Extrahierte Daten
▶

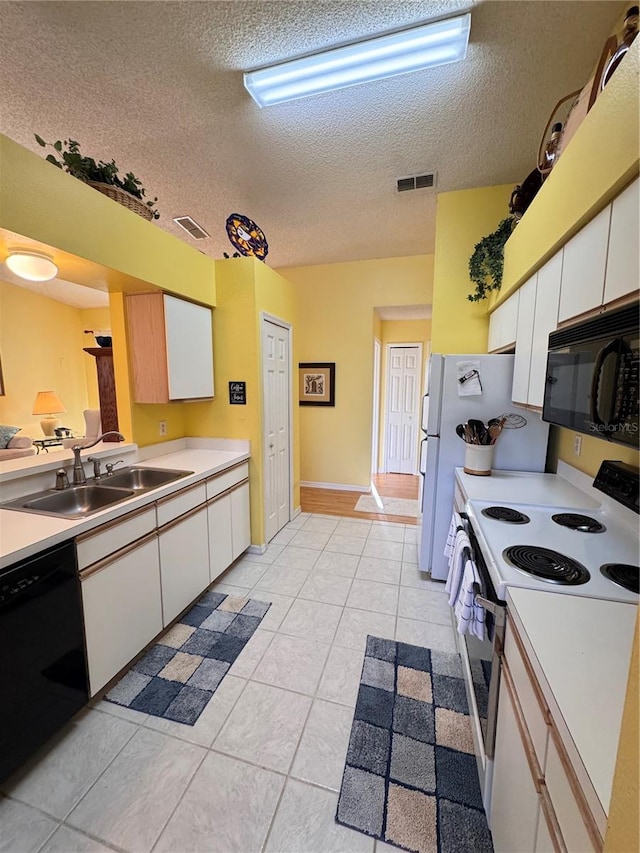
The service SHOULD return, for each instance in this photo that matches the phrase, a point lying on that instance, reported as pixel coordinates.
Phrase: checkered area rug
(410, 777)
(179, 674)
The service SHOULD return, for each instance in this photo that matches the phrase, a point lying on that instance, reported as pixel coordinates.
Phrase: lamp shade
(47, 403)
(33, 266)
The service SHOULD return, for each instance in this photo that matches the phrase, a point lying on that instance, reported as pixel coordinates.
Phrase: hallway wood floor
(339, 502)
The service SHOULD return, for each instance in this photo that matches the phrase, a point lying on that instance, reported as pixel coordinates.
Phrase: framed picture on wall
(317, 383)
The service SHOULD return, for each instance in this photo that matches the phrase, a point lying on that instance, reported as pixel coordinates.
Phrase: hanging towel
(470, 615)
(456, 524)
(456, 565)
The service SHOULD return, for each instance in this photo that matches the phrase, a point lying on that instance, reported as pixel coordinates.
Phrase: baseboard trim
(342, 487)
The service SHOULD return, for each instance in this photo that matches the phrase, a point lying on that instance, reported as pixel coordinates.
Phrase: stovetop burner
(623, 574)
(575, 521)
(505, 513)
(547, 565)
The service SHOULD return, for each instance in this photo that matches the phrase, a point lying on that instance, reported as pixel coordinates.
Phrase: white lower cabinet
(240, 520)
(122, 608)
(184, 561)
(515, 804)
(220, 543)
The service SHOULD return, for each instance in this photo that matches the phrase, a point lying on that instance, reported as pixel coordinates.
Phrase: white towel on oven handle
(454, 527)
(456, 556)
(470, 616)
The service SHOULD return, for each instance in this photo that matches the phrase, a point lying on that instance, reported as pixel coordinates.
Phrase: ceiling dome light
(34, 266)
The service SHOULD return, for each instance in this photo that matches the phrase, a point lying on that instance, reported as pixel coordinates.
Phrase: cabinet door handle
(117, 555)
(532, 760)
(227, 491)
(174, 521)
(550, 818)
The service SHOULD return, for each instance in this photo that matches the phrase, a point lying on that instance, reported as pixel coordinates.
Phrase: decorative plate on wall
(247, 237)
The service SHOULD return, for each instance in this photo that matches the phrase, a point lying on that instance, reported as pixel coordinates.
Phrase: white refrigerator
(522, 449)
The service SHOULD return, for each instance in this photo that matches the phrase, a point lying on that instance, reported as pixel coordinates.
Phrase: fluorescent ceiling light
(34, 266)
(375, 59)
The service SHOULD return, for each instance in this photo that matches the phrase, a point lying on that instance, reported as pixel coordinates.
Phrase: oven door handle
(483, 602)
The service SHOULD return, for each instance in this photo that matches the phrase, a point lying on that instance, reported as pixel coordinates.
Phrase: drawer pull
(227, 491)
(117, 555)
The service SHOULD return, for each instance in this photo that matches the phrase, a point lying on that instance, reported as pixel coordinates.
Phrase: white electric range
(565, 549)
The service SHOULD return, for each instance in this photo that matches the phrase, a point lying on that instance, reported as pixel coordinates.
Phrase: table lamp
(48, 403)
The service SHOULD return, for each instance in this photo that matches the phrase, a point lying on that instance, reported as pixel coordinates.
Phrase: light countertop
(23, 534)
(524, 487)
(583, 647)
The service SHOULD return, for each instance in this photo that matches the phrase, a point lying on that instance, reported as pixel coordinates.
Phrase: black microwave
(592, 377)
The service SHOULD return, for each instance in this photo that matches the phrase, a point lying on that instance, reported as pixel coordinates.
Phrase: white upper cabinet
(189, 349)
(503, 323)
(585, 259)
(623, 274)
(524, 338)
(170, 348)
(545, 321)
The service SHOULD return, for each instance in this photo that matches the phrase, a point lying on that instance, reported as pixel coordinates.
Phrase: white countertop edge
(25, 534)
(592, 721)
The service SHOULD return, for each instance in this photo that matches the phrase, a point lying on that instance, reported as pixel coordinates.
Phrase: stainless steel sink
(80, 501)
(76, 502)
(141, 479)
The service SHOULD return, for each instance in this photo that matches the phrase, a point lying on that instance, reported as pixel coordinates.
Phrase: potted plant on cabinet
(102, 176)
(487, 261)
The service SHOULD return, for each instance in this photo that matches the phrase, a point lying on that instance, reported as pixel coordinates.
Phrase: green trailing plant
(487, 261)
(86, 169)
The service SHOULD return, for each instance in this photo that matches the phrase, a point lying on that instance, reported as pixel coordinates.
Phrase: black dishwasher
(43, 671)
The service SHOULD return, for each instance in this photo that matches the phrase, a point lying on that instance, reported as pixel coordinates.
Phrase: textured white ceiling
(158, 87)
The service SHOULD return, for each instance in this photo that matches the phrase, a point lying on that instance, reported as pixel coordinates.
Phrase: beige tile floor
(261, 768)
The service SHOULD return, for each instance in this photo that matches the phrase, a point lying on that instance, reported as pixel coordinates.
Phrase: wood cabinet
(184, 561)
(503, 324)
(622, 276)
(170, 348)
(585, 259)
(122, 608)
(537, 317)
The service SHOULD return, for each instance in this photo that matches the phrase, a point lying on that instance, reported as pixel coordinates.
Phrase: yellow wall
(245, 288)
(96, 319)
(463, 218)
(79, 222)
(335, 305)
(41, 344)
(623, 830)
(598, 162)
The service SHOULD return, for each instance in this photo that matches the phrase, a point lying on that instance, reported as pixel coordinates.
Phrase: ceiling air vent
(416, 182)
(191, 227)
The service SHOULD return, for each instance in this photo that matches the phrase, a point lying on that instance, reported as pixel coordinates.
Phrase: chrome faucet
(97, 473)
(79, 477)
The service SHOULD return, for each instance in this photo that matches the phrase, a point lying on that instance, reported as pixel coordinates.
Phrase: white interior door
(276, 372)
(402, 418)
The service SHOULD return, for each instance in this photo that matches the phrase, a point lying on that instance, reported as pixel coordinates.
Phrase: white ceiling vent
(416, 182)
(191, 227)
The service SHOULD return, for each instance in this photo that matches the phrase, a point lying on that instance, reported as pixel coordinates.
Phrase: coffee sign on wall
(238, 393)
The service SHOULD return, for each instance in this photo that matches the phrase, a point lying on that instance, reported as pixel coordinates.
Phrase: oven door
(482, 658)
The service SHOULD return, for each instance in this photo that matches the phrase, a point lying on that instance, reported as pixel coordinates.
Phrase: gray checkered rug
(179, 674)
(410, 777)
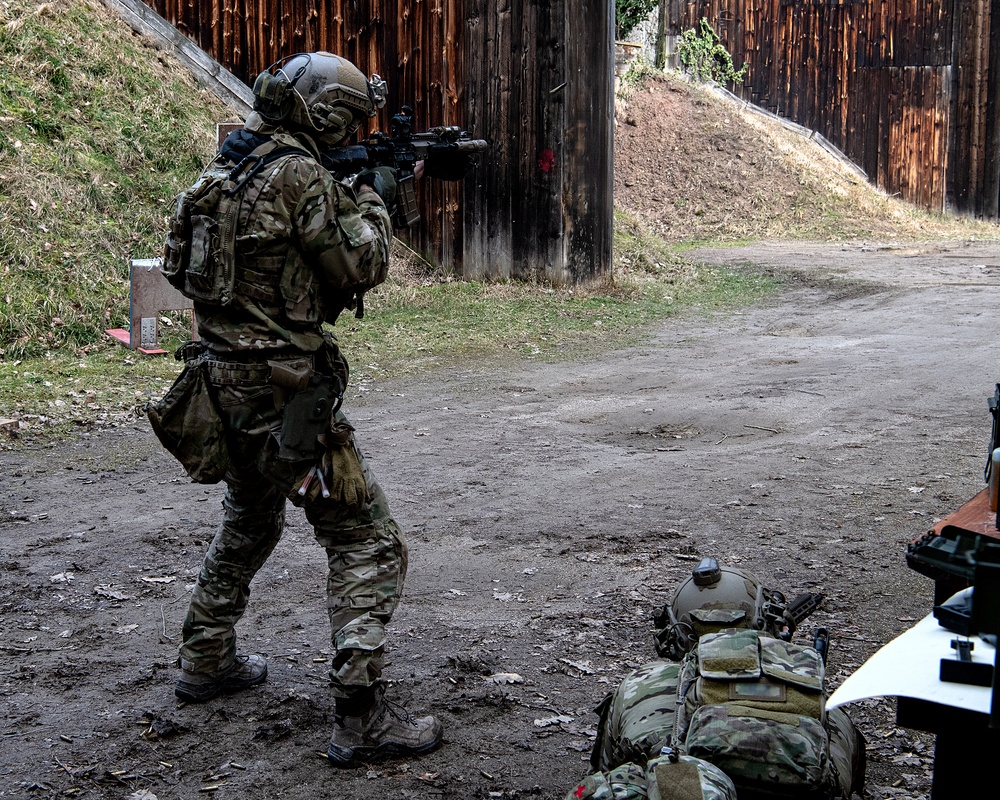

◀

Anfrage
Zähle die Zeilen der obigen Datensätze, in denen die Zeichenfolge „lamp“ vorkommt, und achte dabei auf Groß- und Kleinschreibung. Gib nur die Anzahl an.

Antwort folgt
2